Exercise objective:
Copy out the entries below, from the first line through the line containing "280,353,297,364", with every character unchanged.

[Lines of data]
^^^^^^^^
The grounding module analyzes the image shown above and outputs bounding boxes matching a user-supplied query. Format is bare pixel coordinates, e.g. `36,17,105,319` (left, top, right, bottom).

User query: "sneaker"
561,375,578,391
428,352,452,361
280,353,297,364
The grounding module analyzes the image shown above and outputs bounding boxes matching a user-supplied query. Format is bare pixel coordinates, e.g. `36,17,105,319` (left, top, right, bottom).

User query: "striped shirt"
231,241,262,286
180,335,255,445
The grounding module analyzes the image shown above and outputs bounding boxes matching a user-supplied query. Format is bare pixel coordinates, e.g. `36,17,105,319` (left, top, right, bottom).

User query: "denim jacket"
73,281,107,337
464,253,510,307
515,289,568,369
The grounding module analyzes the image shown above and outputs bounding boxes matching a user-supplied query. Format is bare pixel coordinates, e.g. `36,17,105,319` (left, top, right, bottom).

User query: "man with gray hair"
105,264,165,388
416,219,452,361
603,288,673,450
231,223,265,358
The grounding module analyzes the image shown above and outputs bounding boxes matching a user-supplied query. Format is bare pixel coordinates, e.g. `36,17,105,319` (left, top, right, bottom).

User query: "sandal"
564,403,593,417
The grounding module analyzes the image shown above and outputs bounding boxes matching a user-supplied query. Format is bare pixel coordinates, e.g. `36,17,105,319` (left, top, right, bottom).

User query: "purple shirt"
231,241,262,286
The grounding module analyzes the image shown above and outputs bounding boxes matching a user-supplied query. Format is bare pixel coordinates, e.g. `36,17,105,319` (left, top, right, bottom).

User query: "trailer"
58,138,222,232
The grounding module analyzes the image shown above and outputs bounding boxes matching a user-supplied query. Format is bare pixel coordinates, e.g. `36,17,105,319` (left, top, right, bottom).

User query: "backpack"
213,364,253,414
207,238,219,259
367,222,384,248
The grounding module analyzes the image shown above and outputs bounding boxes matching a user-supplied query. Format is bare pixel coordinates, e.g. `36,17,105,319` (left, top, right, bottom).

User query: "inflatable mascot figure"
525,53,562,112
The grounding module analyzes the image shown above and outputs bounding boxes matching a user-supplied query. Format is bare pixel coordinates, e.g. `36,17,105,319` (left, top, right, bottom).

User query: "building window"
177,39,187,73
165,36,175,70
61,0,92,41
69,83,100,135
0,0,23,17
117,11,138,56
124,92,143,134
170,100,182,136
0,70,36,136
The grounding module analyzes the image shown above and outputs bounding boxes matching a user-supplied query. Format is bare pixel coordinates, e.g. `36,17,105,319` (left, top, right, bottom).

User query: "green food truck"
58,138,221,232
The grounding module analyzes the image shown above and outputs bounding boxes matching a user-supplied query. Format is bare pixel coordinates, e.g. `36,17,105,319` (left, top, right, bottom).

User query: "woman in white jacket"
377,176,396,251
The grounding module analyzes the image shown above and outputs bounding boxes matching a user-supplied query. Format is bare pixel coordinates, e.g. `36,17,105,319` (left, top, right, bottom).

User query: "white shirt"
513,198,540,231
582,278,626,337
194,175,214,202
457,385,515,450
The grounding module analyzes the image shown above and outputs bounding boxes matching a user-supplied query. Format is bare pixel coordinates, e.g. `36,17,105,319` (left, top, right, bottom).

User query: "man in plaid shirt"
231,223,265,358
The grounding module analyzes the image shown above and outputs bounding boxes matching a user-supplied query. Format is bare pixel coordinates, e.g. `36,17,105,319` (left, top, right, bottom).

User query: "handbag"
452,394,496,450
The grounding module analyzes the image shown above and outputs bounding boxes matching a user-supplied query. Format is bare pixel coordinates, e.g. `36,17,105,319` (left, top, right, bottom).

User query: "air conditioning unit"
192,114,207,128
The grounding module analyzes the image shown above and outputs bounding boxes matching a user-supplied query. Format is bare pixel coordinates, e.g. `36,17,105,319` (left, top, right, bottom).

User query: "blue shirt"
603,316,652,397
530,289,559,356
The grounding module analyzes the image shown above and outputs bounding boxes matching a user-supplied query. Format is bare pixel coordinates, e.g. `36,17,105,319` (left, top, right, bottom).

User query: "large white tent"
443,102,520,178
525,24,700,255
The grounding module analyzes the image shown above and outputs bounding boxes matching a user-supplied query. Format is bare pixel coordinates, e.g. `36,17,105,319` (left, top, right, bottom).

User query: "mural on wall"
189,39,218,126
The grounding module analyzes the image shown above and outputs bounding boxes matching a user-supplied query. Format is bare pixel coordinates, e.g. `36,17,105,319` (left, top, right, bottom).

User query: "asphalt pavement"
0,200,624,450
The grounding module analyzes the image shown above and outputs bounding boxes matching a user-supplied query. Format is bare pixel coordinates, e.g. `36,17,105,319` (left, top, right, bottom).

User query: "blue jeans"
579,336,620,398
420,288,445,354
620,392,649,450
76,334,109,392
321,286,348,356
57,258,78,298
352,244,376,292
^^^^^^^^
The result:
The grounding module analyzes the image shown above and outputs bounding boxes matching a user-supplied query. Format is bare pixel coordinates, e.g. `36,17,105,319` (left, top, right, bottom).

User query: "sneaker"
561,375,578,391
428,352,452,361
280,353,297,364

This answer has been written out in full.